** Opening Quoted passage block **
Kids’ health coverage at risk 

Health care coverage for thousands of local children of low-income families could be cut if federal funds aren’t renewed and increased, according to officials.

More than 8,900 county children under age 19 depend on $14.8 million in federal State Children’s Health Insurance Program funds each year, said Marmi Bermudez, manager of the Children’s Health Initiative Program.

But without congressional action, that money will run out at the end of September, raising concerns among area politicians and activists.

"If it’s not renewed, then we will run out of money completely," said Barbara Erbacher, who serves on the health care work group of Peninsula Interfaith Action, a nonprofit coalition of religious congregations on the Peninsula.

Her group sent more than 14 representatives to Washington, D.C., last month to lobby lawmakers on the issue, Erbacher said.

"Clearly, the number of uninsured kids has dropped dramatically because of the program," which the county uses to fund its Health Families Initiative, said Maya Altman, executive director of the Health Plan of San Mateo County, which administers Healthy Families.

She has seen the number of uninsured kids in the county drop from 17,000 in 2003 to about 3,000 in 2005, Altman said.

Even at current funding levels, the skyrocketing cost of health care means the county, along with others across the nation, won’t be able to cover all the children it currently serves a year from now, according to Washington, D.C.-based think tank the Center on Budget and Policy Priorities.
** Closing Quoted passage block **
** Opening Dataset excerpts block **
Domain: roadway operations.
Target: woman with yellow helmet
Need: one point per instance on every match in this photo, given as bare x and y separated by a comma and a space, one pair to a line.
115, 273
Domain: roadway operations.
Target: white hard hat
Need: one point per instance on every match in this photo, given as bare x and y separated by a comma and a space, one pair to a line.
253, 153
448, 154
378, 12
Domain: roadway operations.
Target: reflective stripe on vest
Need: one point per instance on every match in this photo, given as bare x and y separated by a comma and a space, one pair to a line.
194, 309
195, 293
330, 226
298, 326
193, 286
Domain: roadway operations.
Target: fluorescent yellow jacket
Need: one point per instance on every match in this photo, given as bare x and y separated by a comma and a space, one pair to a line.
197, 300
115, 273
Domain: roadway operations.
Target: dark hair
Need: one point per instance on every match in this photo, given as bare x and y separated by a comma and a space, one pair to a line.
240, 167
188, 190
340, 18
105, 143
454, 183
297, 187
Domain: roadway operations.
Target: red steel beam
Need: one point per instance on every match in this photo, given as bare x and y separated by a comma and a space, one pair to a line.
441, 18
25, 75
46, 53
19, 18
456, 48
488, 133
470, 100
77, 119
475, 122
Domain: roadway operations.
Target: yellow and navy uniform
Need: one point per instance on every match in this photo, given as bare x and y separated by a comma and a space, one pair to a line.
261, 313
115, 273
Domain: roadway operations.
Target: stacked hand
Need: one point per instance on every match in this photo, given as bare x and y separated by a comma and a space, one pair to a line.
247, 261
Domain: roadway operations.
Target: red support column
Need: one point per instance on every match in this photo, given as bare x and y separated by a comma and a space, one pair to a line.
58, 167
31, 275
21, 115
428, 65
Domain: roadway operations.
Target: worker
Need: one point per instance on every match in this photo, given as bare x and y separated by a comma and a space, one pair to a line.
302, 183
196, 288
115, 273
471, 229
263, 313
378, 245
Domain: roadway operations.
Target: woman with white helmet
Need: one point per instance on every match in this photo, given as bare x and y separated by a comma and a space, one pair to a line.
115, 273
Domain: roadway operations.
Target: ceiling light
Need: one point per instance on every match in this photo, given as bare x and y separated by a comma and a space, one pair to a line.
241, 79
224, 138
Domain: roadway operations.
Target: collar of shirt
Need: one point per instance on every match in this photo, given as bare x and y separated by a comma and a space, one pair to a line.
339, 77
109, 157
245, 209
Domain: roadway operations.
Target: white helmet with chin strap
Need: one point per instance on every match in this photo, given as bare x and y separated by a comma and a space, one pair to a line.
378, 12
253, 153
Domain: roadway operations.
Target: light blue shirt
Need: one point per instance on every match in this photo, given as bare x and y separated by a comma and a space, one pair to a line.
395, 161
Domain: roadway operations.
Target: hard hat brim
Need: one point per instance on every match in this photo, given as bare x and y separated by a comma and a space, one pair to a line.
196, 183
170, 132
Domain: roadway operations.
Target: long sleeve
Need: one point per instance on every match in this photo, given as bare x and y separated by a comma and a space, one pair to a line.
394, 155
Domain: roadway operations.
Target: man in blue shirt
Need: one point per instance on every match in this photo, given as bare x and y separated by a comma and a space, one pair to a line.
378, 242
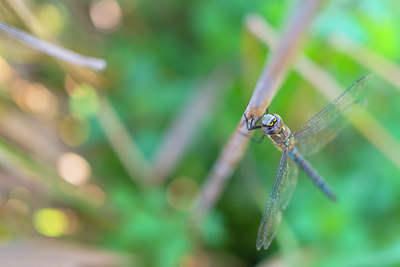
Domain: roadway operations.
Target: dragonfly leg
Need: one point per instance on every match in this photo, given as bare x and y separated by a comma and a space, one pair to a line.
251, 126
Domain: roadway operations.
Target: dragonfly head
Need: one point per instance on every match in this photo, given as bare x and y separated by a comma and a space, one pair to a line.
271, 123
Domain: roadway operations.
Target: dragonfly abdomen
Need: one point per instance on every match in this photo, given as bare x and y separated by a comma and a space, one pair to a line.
312, 174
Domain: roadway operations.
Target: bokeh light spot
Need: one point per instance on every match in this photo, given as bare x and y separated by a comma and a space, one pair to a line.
51, 222
183, 194
73, 168
106, 15
50, 17
18, 205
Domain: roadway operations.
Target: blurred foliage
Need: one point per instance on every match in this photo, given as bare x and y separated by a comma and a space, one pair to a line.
157, 56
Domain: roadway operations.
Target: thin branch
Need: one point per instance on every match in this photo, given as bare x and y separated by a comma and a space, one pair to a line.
380, 137
265, 90
126, 149
44, 46
130, 159
187, 122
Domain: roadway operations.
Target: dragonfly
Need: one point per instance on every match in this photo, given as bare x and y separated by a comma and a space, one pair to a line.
307, 140
50, 49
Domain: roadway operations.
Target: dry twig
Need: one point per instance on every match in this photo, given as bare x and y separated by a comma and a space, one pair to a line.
186, 124
380, 137
265, 90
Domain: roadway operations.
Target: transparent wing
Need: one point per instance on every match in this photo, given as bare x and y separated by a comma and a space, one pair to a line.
281, 192
52, 50
323, 127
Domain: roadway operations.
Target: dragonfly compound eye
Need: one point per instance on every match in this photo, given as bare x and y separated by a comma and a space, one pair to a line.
271, 123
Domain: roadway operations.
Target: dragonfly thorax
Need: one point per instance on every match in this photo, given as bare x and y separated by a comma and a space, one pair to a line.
271, 124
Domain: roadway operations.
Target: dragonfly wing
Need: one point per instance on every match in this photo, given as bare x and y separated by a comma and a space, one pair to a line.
323, 127
278, 199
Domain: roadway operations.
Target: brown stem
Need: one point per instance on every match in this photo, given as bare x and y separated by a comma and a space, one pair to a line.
380, 137
266, 88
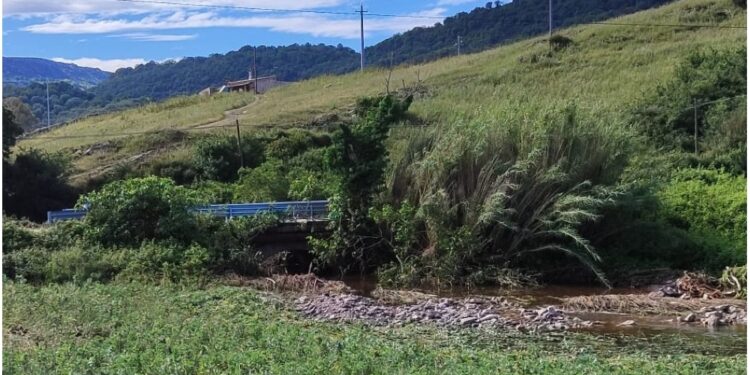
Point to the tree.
(359, 156)
(22, 113)
(11, 130)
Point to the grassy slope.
(136, 328)
(608, 68)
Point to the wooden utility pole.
(239, 143)
(550, 18)
(695, 124)
(255, 76)
(48, 121)
(362, 12)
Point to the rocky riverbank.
(491, 313)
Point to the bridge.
(297, 220)
(297, 211)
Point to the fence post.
(695, 124)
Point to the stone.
(690, 318)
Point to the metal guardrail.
(300, 210)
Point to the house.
(246, 85)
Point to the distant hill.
(22, 71)
(190, 75)
(481, 29)
(494, 24)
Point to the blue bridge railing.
(301, 210)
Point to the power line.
(277, 10)
(663, 25)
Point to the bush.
(85, 263)
(510, 191)
(667, 115)
(558, 42)
(216, 157)
(16, 235)
(35, 183)
(29, 264)
(231, 243)
(126, 213)
(266, 183)
(711, 206)
(167, 262)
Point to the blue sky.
(109, 34)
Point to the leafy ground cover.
(130, 328)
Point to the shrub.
(231, 243)
(294, 142)
(268, 182)
(714, 76)
(510, 194)
(180, 171)
(125, 213)
(85, 263)
(16, 235)
(359, 157)
(711, 206)
(216, 157)
(35, 183)
(29, 264)
(166, 262)
(558, 42)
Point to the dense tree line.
(479, 29)
(67, 102)
(190, 75)
(493, 24)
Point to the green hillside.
(606, 69)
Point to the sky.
(111, 34)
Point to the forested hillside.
(486, 27)
(25, 70)
(480, 29)
(67, 102)
(190, 75)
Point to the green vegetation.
(493, 24)
(132, 327)
(572, 163)
(529, 159)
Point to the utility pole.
(362, 12)
(239, 143)
(550, 18)
(255, 84)
(48, 121)
(695, 124)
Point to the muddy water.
(659, 333)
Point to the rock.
(690, 318)
(489, 317)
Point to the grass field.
(147, 329)
(604, 71)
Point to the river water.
(661, 334)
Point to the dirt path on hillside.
(228, 119)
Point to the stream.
(662, 334)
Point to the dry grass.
(306, 284)
(608, 68)
(642, 304)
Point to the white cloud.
(110, 65)
(316, 25)
(145, 37)
(455, 2)
(26, 8)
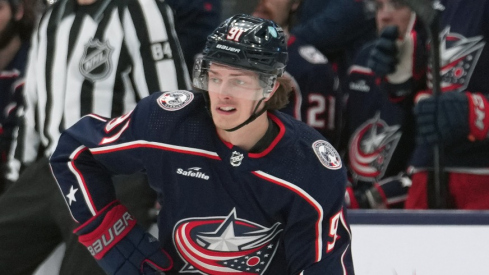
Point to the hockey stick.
(428, 12)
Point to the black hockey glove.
(388, 193)
(121, 246)
(383, 57)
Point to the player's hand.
(452, 117)
(383, 57)
(121, 246)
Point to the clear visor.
(231, 81)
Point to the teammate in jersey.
(17, 19)
(315, 84)
(379, 121)
(86, 56)
(243, 188)
(461, 124)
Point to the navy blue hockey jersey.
(223, 210)
(464, 32)
(381, 128)
(315, 93)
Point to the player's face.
(233, 95)
(276, 10)
(393, 12)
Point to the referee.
(87, 56)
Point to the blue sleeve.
(334, 25)
(90, 152)
(194, 21)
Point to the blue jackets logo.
** Closing Dataset excerpts block **
• _Activities_
A - In the article on children's health coverage, how many uninsured children did the county have in 2003 and in 2005?
B - Carry on the article on children's health coverage from its last sentence.

• _Exercise answers_
A - About 17,000 in 2003 and about 3,000 in 2005.

B -
"If [the federal government] continues funding at the current level without an increase, there would be a 17 percent reduction in the number of [county] children covered in 2008," Erbacher said.

Enacted in 1997 with an estimated budget of $5 billion a year, SCHIP funding provides health care coverage for more than 4 million kids nationwide, most of whom would otherwise be uninsured, according to the Center on Budget and Policy Priorities.

House Speaker Nancy Pelosi, D-San Francisco, has vowed to fight for renewed funding and even an increase, according to Drew Hammill, spokesman for Pelosi.

"The top health priority for House Democrats is immediately eliminating the funding shortfalls for the State Children’s Health Insurance Program and significantly expanding the initiative later this year so millions of uninsured children can receive the medical care they need," Pelosi said.

The current House proposal would fund SCHIP at $50 billion over five years, but has yet to be reconciled with a Senate proposal, Hammill said.